Pull out each line of the items below that contains the string "surface".
%%
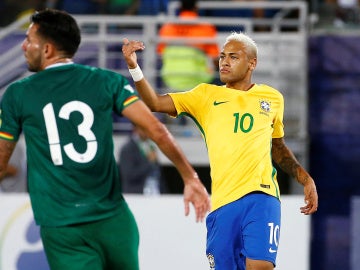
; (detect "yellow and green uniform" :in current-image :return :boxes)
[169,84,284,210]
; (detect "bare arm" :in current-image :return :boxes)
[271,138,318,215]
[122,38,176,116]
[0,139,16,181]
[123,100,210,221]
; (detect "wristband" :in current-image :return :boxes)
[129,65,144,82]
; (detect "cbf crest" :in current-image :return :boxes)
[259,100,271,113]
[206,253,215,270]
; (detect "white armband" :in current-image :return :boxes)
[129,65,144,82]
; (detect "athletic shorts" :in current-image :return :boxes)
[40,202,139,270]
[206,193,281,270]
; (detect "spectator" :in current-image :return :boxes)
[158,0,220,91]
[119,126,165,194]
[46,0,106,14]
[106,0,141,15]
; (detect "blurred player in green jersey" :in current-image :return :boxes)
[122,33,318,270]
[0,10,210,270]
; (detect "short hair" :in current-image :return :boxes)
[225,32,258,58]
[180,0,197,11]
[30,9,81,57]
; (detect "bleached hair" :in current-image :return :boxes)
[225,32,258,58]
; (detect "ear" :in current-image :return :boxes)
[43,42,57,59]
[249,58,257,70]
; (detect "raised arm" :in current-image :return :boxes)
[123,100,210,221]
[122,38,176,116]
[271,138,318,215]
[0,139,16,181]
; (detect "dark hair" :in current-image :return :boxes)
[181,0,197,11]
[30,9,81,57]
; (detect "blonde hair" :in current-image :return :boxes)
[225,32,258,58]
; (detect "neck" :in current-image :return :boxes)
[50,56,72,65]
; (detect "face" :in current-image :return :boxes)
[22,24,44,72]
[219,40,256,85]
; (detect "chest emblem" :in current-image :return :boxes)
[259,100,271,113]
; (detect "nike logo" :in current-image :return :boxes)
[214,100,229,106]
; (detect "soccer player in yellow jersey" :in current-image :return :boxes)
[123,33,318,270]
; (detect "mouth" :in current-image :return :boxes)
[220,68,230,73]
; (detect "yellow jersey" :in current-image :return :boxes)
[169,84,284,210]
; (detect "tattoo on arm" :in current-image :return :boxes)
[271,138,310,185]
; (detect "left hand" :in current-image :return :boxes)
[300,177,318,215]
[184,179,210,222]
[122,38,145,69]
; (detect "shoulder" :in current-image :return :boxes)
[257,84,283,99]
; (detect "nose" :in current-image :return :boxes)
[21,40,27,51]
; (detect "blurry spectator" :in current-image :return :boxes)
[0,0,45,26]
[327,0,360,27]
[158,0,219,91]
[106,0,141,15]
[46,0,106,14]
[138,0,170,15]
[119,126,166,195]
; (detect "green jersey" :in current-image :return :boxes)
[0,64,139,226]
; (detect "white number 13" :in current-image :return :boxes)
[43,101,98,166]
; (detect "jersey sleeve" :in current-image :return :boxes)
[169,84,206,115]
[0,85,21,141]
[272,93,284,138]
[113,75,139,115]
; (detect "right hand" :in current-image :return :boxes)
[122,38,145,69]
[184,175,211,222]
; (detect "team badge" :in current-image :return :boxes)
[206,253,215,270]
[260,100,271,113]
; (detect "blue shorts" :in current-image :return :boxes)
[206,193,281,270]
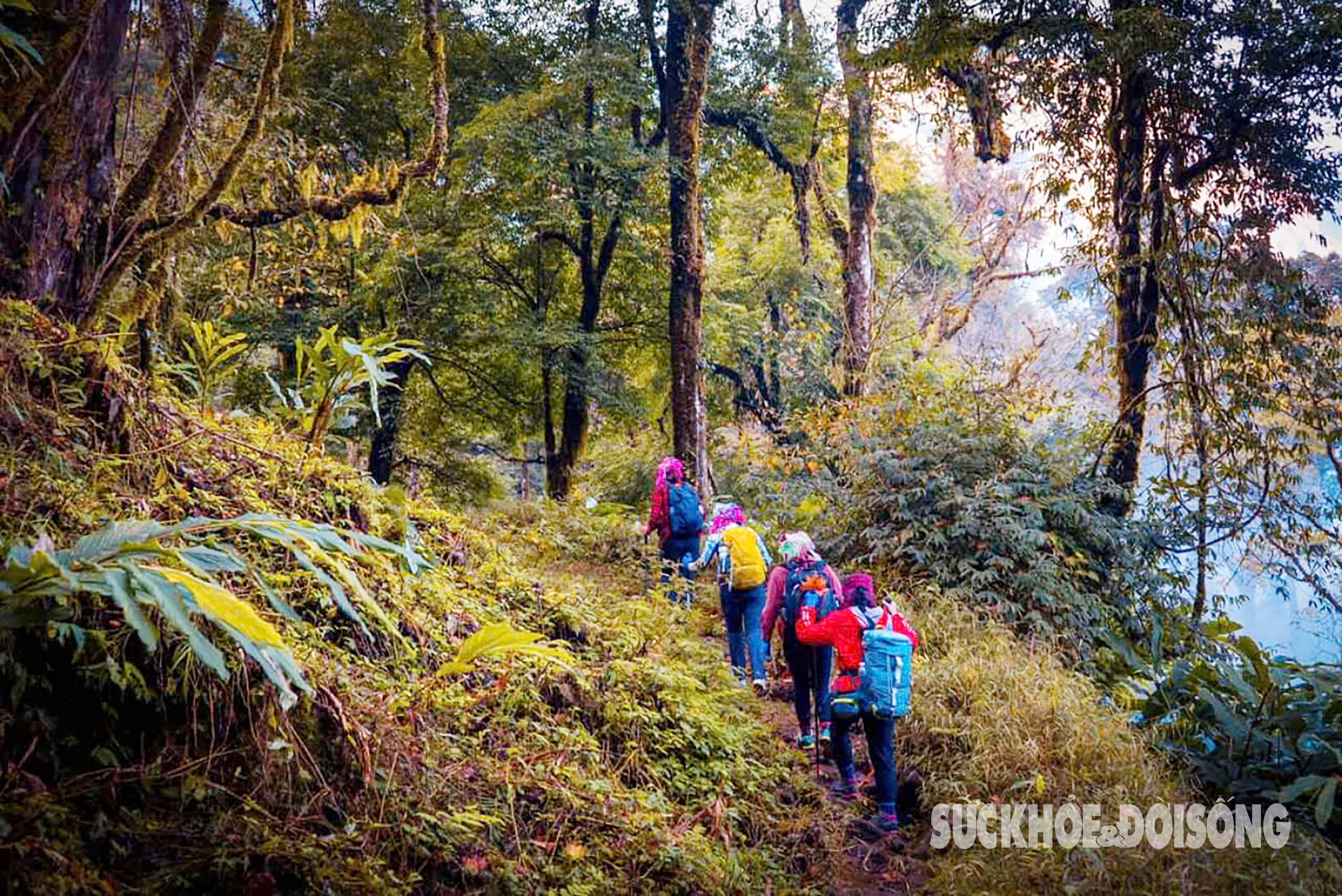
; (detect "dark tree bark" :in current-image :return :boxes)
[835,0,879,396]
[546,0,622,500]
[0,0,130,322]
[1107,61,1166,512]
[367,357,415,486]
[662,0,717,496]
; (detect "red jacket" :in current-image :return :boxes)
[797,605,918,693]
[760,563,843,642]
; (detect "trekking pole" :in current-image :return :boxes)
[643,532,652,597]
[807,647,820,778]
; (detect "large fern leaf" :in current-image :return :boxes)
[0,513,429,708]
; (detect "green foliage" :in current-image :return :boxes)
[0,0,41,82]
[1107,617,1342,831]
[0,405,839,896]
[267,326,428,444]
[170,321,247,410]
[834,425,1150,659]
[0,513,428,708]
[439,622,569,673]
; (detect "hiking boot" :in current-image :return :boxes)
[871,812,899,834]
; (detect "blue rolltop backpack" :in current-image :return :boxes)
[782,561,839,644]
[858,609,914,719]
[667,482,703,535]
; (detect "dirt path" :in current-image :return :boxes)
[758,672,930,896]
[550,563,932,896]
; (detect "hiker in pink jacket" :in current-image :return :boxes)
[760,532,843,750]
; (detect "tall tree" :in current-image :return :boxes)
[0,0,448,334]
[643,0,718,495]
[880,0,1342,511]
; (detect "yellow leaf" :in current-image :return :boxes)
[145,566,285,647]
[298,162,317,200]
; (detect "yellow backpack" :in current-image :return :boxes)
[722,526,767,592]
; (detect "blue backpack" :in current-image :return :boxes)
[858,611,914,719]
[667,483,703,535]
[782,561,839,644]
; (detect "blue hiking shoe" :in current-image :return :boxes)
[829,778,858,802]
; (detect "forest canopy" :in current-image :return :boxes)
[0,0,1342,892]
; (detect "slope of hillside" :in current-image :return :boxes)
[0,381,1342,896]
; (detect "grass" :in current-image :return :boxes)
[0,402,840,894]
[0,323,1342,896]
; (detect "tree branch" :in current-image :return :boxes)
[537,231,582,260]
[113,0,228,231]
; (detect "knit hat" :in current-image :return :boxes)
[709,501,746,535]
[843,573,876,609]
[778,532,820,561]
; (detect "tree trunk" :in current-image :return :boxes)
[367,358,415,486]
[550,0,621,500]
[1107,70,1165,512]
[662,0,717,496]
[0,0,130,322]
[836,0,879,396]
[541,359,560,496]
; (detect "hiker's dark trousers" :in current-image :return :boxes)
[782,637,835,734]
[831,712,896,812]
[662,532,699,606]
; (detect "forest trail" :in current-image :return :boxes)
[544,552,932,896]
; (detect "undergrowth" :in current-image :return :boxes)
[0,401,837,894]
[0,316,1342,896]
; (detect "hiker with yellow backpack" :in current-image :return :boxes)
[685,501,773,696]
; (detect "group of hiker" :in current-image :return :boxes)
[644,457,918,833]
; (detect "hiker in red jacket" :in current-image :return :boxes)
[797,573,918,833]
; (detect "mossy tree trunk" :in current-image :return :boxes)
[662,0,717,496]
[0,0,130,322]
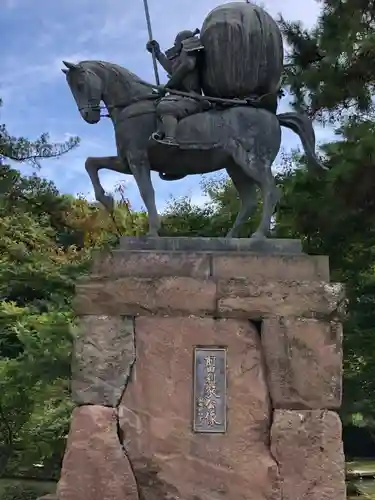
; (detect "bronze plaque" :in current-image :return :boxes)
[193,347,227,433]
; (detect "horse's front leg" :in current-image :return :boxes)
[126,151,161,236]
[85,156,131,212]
%%
%%
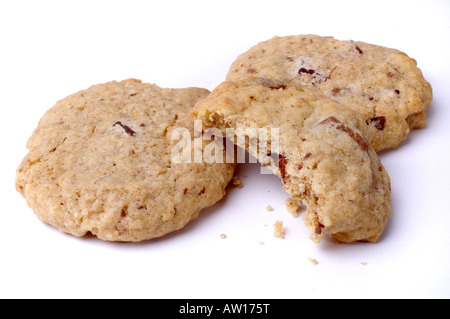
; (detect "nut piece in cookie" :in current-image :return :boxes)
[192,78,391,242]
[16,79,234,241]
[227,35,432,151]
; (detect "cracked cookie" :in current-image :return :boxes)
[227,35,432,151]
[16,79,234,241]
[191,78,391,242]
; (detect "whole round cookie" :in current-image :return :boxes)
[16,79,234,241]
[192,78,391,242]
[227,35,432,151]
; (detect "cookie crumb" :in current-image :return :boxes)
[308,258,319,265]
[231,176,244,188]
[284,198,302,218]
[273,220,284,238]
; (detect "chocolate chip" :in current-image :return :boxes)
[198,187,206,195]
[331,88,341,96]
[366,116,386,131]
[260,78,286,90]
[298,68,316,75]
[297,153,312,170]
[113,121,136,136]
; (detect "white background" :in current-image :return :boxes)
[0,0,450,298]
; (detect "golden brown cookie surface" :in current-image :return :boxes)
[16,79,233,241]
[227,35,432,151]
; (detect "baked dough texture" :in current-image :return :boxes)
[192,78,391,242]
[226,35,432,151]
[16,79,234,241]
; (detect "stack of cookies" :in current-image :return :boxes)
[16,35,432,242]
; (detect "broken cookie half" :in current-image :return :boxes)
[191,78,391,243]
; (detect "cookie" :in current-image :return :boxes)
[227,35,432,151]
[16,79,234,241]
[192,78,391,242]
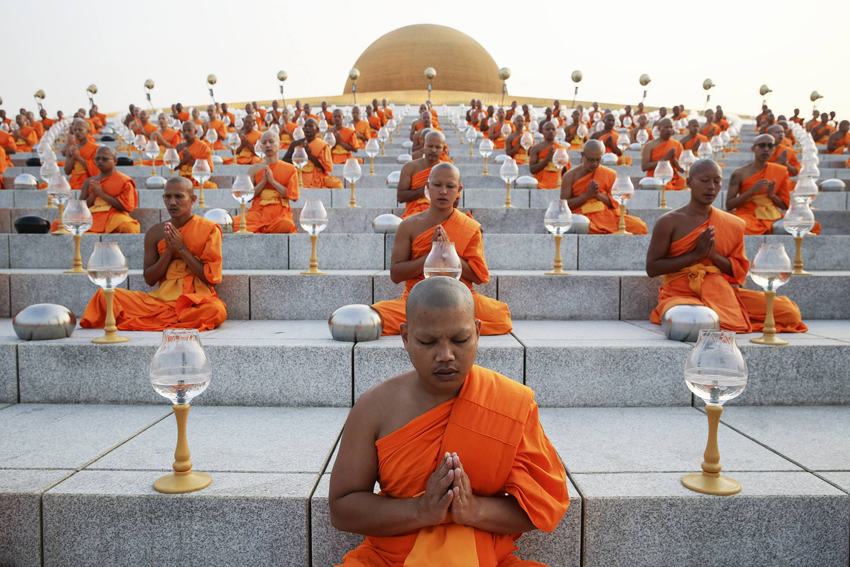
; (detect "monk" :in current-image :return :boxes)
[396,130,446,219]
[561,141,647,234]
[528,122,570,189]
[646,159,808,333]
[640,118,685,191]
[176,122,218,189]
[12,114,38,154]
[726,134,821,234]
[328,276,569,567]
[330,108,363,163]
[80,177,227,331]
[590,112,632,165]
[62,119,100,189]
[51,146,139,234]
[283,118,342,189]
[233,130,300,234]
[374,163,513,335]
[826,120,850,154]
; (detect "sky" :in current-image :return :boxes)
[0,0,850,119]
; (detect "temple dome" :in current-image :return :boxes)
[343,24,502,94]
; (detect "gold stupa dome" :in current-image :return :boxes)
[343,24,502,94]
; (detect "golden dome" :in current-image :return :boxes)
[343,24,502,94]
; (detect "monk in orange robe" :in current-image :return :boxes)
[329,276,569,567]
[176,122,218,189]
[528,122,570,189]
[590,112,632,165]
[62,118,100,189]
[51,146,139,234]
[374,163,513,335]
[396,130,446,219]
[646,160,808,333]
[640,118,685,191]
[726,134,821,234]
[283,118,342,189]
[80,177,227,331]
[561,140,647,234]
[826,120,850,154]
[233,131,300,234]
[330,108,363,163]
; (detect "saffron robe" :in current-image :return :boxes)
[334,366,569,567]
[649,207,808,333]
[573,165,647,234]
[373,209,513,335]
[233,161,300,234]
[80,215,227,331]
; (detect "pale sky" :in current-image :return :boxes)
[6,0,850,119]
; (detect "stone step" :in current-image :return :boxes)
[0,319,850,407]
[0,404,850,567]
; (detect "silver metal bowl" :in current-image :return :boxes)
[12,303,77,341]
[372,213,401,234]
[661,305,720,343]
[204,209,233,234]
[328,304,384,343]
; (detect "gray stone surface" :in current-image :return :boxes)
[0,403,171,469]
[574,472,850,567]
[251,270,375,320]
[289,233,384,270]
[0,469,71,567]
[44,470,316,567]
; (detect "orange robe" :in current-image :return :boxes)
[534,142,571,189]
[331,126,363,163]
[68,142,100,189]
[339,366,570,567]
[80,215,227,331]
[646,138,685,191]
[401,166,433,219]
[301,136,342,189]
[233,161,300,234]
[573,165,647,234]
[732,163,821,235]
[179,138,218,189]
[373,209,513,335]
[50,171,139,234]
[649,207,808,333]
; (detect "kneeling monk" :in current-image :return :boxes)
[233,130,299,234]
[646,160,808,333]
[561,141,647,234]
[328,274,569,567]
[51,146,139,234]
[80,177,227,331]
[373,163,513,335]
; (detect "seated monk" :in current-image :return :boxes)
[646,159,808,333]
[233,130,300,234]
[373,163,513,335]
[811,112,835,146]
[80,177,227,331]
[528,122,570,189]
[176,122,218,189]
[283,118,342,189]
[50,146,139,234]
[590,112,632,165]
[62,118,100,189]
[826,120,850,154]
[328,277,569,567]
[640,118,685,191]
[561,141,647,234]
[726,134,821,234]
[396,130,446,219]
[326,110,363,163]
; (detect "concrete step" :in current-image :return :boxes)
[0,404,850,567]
%%
→ **Correct response**:
; (detect "golden brown cookie surface" :in current-image :return :boxes)
; (detect "gray stone surface" :in current-image :return :boxes)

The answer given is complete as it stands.